- Exercise instructions
Copy out every line of the material below, changing nothing.

- Provided data
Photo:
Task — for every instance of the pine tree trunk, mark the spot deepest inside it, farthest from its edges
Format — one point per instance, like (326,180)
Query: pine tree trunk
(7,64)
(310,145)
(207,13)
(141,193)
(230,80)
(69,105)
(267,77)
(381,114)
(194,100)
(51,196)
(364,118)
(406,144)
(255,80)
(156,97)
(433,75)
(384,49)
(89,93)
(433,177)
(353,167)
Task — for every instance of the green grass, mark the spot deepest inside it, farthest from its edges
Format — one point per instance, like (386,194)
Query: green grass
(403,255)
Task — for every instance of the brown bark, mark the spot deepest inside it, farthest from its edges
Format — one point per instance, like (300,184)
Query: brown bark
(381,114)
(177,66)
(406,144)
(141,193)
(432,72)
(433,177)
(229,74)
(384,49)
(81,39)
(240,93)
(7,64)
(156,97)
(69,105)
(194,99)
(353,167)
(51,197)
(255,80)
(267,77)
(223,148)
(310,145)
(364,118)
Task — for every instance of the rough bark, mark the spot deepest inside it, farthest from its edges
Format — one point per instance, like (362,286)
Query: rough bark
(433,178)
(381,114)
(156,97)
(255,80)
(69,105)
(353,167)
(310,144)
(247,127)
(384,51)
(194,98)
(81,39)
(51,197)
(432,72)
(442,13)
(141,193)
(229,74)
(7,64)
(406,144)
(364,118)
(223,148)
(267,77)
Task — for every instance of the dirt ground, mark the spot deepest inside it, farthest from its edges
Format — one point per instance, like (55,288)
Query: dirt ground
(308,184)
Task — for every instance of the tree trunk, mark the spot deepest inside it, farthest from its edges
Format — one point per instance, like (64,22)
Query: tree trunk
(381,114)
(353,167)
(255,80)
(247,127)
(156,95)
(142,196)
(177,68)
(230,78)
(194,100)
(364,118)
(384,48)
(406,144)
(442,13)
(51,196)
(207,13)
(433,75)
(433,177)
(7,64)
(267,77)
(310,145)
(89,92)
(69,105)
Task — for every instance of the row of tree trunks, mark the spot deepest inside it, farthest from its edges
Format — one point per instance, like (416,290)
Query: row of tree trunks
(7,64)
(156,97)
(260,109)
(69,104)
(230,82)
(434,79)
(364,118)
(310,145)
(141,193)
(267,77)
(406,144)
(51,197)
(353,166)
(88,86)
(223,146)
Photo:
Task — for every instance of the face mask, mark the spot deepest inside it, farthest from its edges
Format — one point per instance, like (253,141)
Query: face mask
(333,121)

- Written response
Photo:
Task — for every instance of the pine tree trunk, mark the spot deepest inside it, farthest from its edges
Format — one point per instance, like (326,180)
Query: pine tree trunk
(7,64)
(310,145)
(207,13)
(141,193)
(230,80)
(69,105)
(267,77)
(381,114)
(194,100)
(51,196)
(364,118)
(406,144)
(255,80)
(156,97)
(433,75)
(384,49)
(89,93)
(433,177)
(353,167)
Task — for every instance of the green grass, mark the spot deepest inside it, farthest from its edges
Format — one point per instance, like (386,194)
Query: green grass
(403,255)
Task — for every instance of the brown bark, mark the spot deepest inside it, farthest from its edges
Format — one point per instance, like (300,184)
Query: brown bark
(381,114)
(177,66)
(406,144)
(141,193)
(432,72)
(433,177)
(229,74)
(384,49)
(81,39)
(240,93)
(7,64)
(156,97)
(69,105)
(194,99)
(353,167)
(51,197)
(255,80)
(267,77)
(223,148)
(310,145)
(364,118)
Task — for every instance of the rough bark, mark the spot deepest inside it, farthest from its edges
Format — one point per instance, like (362,286)
Query: rough bark
(433,178)
(381,114)
(156,97)
(255,80)
(69,105)
(353,167)
(310,144)
(247,127)
(384,51)
(194,98)
(81,39)
(51,197)
(432,72)
(442,13)
(141,193)
(229,74)
(7,64)
(406,144)
(364,118)
(223,148)
(267,77)
Task — for every instance of the dirt ground, mark the spot deepest inside it, farthest from its edges
Format — one point per instance, like (55,288)
Query: dirt ground
(308,184)
Task — for every instance of the tree trunk, mark the spot deepest inside it, farthest from its edges
Format — one point per instance, like (64,22)
Query: tree trunk
(381,114)
(353,167)
(255,80)
(247,127)
(156,95)
(142,196)
(177,68)
(230,78)
(194,100)
(364,118)
(384,48)
(406,144)
(442,13)
(51,196)
(207,13)
(433,75)
(433,177)
(7,64)
(267,77)
(310,145)
(89,92)
(69,105)
Task — for every instance of the row of tree trunks, mark the spot deepest inside it, farthest from its edges
Format — one point per instance, like (416,290)
Query: row of tree trunks
(7,64)
(156,97)
(260,109)
(69,104)
(230,82)
(434,79)
(364,118)
(310,145)
(141,193)
(267,77)
(406,144)
(51,197)
(353,166)
(88,86)
(223,146)
Photo:
Task — for every instance of the face mask, mark the spot deepest inside it, farthest from its edges
Format — one point per instance, like (253,141)
Query: face mask
(333,121)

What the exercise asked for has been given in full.